| ABOUT THIS TASK |
Each entry below should be reproduced character for character.

Items from a data source
※

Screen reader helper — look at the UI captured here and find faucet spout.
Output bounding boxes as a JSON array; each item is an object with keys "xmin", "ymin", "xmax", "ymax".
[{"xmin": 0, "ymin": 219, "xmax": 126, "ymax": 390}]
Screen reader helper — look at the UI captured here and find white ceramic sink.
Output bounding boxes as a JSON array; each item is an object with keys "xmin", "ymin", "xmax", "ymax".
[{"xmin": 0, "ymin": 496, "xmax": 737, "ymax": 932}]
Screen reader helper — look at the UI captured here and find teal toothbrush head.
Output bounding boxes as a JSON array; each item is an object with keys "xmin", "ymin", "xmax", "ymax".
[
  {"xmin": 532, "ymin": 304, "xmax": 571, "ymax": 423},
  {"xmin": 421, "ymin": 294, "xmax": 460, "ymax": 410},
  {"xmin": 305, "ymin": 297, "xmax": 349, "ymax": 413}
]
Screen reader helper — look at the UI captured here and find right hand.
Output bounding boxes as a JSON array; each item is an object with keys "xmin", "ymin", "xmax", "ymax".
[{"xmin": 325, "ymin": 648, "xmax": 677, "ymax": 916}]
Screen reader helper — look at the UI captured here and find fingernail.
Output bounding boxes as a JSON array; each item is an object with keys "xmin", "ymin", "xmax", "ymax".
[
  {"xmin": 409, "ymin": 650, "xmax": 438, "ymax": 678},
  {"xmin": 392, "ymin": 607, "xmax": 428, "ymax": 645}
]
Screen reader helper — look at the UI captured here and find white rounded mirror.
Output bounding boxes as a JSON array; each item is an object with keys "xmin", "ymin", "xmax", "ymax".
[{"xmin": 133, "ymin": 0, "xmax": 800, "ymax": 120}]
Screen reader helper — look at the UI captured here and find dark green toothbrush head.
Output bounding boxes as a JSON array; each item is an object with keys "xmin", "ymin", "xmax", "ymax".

※

| RESULT OF THE EXERCISE |
Screen reader helper — look at the UI captured here and find faucet spout.
Output bounding boxes as a JSON array; each item is an object with keys "xmin", "ymin", "xmax", "ymax".
[{"xmin": 0, "ymin": 219, "xmax": 126, "ymax": 390}]
Screen reader helper — look at the UI captured here and find white ceramic sink.
Output bounding boxes as a JSON array; each item is an object with keys "xmin", "ymin", "xmax", "ymax".
[{"xmin": 0, "ymin": 496, "xmax": 737, "ymax": 932}]
Screen reader helper — look at the UI captured here and find teal toothbrush head.
Output bounding boxes as a JSON array; each item is an object with keys "xmin", "ymin", "xmax", "ymax".
[
  {"xmin": 532, "ymin": 304, "xmax": 571, "ymax": 423},
  {"xmin": 421, "ymin": 294, "xmax": 460, "ymax": 410},
  {"xmin": 305, "ymin": 297, "xmax": 349, "ymax": 413}
]
Screen reader helper — look at the UI captured here and find right hand.
Output bounding boxes as a JSON array; each item is an object with keys "xmin", "ymin", "xmax", "ymax".
[{"xmin": 325, "ymin": 648, "xmax": 677, "ymax": 916}]
Screen reader helper — look at the UI captured here and find fingernail.
Output bounding boxes as a JSON array; each item is an object with keys "xmin", "ymin", "xmax", "ymax".
[
  {"xmin": 409, "ymin": 650, "xmax": 438, "ymax": 678},
  {"xmin": 392, "ymin": 607, "xmax": 428, "ymax": 645}
]
Screen reader helper — look at the UI captured here and find white rounded mirror.
Output bounding boxes as a JSON array; each item is an object with keys "xmin", "ymin", "xmax", "ymax".
[{"xmin": 133, "ymin": 0, "xmax": 800, "ymax": 120}]
Screen reader helper — look at the UI captured here and find dark green toothbrush head.
Output bounding boxes as a JSON array; each item is an object with keys "xmin", "ymin", "xmax", "ymax".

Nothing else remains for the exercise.